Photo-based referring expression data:
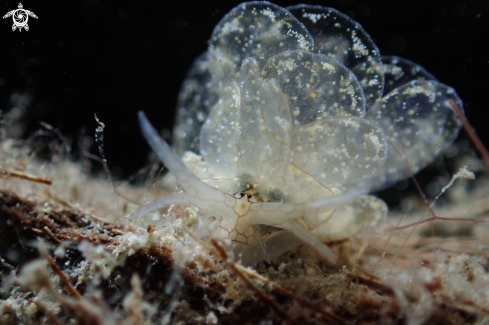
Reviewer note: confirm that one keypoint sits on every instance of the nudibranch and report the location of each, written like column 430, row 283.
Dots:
column 286, row 123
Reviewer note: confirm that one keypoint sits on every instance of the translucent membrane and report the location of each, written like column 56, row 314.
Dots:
column 297, row 116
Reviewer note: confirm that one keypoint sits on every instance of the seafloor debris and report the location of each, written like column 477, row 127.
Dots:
column 296, row 117
column 73, row 253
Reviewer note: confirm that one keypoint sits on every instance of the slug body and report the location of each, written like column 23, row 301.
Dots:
column 296, row 117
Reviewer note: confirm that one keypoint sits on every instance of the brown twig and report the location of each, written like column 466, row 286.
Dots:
column 471, row 132
column 291, row 295
column 29, row 177
column 61, row 276
column 53, row 236
column 52, row 317
column 269, row 301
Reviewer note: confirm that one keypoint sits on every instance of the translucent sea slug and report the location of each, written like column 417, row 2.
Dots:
column 296, row 116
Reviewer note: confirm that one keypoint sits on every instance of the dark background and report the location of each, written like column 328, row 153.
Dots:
column 117, row 57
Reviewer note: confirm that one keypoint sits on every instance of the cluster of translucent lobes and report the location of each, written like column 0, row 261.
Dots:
column 291, row 107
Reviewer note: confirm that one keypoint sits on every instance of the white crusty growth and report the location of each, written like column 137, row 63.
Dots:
column 291, row 114
column 240, row 216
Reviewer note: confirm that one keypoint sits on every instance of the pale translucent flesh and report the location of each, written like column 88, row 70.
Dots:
column 296, row 126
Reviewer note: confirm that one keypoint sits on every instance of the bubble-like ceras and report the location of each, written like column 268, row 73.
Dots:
column 289, row 112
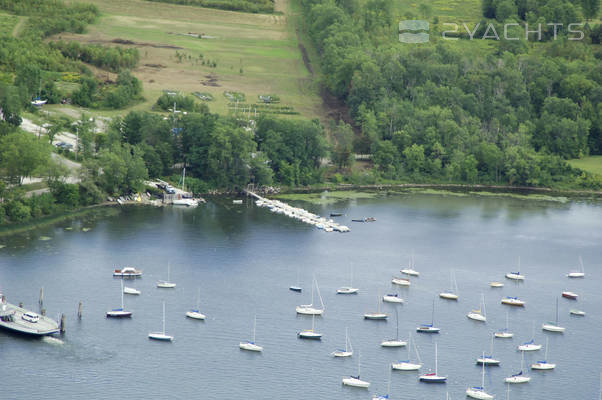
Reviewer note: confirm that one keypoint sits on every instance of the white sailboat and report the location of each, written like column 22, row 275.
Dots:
column 553, row 326
column 309, row 309
column 479, row 315
column 378, row 315
column 161, row 335
column 392, row 298
column 355, row 381
column 516, row 276
column 348, row 289
column 452, row 293
column 478, row 392
column 519, row 377
column 530, row 345
column 410, row 269
column 577, row 274
column 166, row 284
column 310, row 333
column 433, row 377
column 195, row 313
column 544, row 364
column 489, row 359
column 348, row 352
column 394, row 342
column 408, row 365
column 251, row 346
column 119, row 312
column 429, row 328
column 129, row 290
column 504, row 333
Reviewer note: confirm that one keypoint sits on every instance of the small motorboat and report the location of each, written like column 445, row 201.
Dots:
column 400, row 281
column 129, row 290
column 513, row 301
column 392, row 298
column 570, row 295
column 127, row 272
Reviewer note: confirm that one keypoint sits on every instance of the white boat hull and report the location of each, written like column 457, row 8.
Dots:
column 354, row 382
column 477, row 317
column 543, row 366
column 392, row 299
column 448, row 296
column 306, row 310
column 250, row 347
column 406, row 366
column 478, row 394
column 160, row 336
column 553, row 328
column 393, row 343
column 195, row 315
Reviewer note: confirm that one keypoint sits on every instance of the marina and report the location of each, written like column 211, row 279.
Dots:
column 244, row 262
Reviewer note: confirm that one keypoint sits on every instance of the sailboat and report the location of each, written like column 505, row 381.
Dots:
column 544, row 364
column 119, row 312
column 520, row 377
column 251, row 346
column 452, row 293
column 553, row 326
column 384, row 396
column 516, row 275
column 308, row 309
column 408, row 365
column 479, row 315
column 394, row 342
column 161, row 335
column 348, row 289
column 504, row 333
column 195, row 313
column 433, row 377
column 429, row 328
column 166, row 284
column 478, row 392
column 310, row 333
column 530, row 345
column 577, row 274
column 392, row 298
column 410, row 269
column 378, row 315
column 296, row 287
column 488, row 360
column 348, row 352
column 355, row 381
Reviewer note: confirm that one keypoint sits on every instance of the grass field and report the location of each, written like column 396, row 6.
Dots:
column 591, row 164
column 264, row 46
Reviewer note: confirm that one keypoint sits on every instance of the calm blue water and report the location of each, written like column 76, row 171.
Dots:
column 244, row 258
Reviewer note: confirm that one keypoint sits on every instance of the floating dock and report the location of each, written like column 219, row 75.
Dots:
column 11, row 318
column 278, row 207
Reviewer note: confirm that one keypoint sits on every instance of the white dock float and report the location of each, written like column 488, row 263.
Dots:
column 278, row 207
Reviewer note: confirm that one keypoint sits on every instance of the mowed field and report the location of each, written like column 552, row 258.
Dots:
column 264, row 46
column 591, row 164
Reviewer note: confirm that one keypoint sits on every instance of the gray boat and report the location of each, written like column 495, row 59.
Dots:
column 23, row 321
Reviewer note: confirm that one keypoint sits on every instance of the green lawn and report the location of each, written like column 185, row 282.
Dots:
column 591, row 164
column 264, row 46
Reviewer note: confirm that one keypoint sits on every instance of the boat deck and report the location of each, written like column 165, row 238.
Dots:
column 44, row 326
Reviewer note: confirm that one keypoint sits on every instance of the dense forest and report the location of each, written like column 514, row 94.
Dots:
column 443, row 111
column 252, row 6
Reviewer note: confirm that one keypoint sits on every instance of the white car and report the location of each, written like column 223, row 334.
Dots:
column 31, row 317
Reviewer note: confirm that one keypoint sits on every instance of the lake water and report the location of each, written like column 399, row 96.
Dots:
column 244, row 258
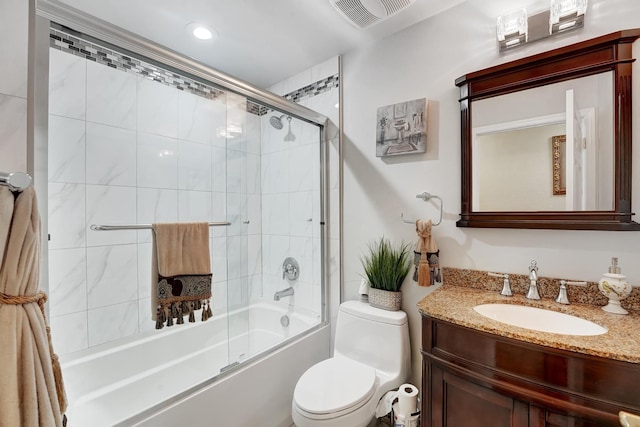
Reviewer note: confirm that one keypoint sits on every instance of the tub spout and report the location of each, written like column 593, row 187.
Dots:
column 284, row 293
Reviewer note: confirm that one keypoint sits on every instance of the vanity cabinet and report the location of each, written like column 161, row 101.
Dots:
column 474, row 378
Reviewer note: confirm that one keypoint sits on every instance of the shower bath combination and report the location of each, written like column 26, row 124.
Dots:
column 276, row 122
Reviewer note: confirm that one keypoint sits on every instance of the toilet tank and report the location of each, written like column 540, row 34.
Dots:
column 375, row 337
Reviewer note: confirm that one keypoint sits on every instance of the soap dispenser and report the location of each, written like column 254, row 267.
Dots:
column 614, row 286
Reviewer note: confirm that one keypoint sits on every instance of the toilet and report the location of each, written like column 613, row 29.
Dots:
column 371, row 356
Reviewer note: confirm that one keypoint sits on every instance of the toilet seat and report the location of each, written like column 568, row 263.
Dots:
column 333, row 387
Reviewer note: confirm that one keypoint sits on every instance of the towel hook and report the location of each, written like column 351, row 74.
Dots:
column 426, row 197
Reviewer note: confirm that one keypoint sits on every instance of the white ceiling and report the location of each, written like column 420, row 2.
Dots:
column 259, row 41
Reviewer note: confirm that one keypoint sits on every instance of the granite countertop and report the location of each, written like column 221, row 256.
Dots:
column 455, row 304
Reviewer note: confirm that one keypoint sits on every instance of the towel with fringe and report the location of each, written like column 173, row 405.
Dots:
column 181, row 272
column 426, row 256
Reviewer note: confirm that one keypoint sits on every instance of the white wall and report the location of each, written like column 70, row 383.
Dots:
column 14, row 36
column 424, row 61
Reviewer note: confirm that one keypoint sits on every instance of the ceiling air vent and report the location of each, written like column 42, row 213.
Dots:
column 364, row 13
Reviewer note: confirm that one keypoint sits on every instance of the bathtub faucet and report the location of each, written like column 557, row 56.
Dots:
column 284, row 293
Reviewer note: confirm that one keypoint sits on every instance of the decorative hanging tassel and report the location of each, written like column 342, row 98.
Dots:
column 174, row 310
column 204, row 313
column 423, row 229
column 159, row 318
column 180, row 318
column 424, row 275
column 192, row 316
column 209, row 312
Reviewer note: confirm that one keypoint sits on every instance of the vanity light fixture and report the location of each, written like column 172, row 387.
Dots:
column 512, row 29
column 519, row 28
column 200, row 31
column 566, row 15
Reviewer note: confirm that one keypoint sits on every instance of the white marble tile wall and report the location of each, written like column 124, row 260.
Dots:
column 129, row 150
column 126, row 150
column 291, row 173
column 14, row 31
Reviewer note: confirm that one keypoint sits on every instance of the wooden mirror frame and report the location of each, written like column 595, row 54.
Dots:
column 612, row 52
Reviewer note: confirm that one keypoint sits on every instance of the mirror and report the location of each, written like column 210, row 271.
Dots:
column 546, row 140
column 513, row 137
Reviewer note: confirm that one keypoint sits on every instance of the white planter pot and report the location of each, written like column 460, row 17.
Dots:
column 386, row 300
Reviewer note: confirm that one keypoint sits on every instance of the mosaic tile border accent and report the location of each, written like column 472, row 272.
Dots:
column 314, row 89
column 93, row 52
column 73, row 45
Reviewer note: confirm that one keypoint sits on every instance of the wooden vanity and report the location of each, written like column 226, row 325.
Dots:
column 480, row 372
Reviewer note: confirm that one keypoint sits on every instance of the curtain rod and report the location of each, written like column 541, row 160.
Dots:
column 95, row 227
column 16, row 181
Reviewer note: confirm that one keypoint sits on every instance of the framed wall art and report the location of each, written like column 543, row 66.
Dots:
column 402, row 128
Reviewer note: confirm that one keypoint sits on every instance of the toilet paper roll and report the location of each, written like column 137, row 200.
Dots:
column 407, row 400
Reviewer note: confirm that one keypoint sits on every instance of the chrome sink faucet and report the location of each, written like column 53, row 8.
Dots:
column 506, row 288
column 533, row 281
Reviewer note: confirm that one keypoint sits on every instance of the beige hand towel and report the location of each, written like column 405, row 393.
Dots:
column 31, row 389
column 181, row 272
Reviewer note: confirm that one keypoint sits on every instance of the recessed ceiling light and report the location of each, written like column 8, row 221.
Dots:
column 200, row 31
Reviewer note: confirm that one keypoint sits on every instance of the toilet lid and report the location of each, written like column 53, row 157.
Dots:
column 334, row 385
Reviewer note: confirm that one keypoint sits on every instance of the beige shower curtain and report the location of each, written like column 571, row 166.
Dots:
column 31, row 392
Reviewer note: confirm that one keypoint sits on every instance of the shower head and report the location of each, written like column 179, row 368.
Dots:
column 276, row 122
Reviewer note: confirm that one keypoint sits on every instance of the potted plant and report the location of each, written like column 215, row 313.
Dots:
column 385, row 267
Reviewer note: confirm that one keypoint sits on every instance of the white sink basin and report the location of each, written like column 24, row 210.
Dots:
column 539, row 319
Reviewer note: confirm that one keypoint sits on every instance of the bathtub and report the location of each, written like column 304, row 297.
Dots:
column 206, row 368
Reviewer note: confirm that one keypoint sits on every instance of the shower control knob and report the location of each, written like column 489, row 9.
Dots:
column 290, row 269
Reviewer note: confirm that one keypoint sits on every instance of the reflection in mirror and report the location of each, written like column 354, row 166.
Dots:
column 585, row 88
column 512, row 148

THE TASK:
The answer should consist only of the lines from the one with "354, row 166." to the final line of the records above, retyped word for word.

EXPECTED ANSWER:
Reviewer note: confirm that one keypoint sits on every instance of the reflection in mirror and report the location of each, written like column 354, row 166.
Dots:
column 585, row 88
column 512, row 148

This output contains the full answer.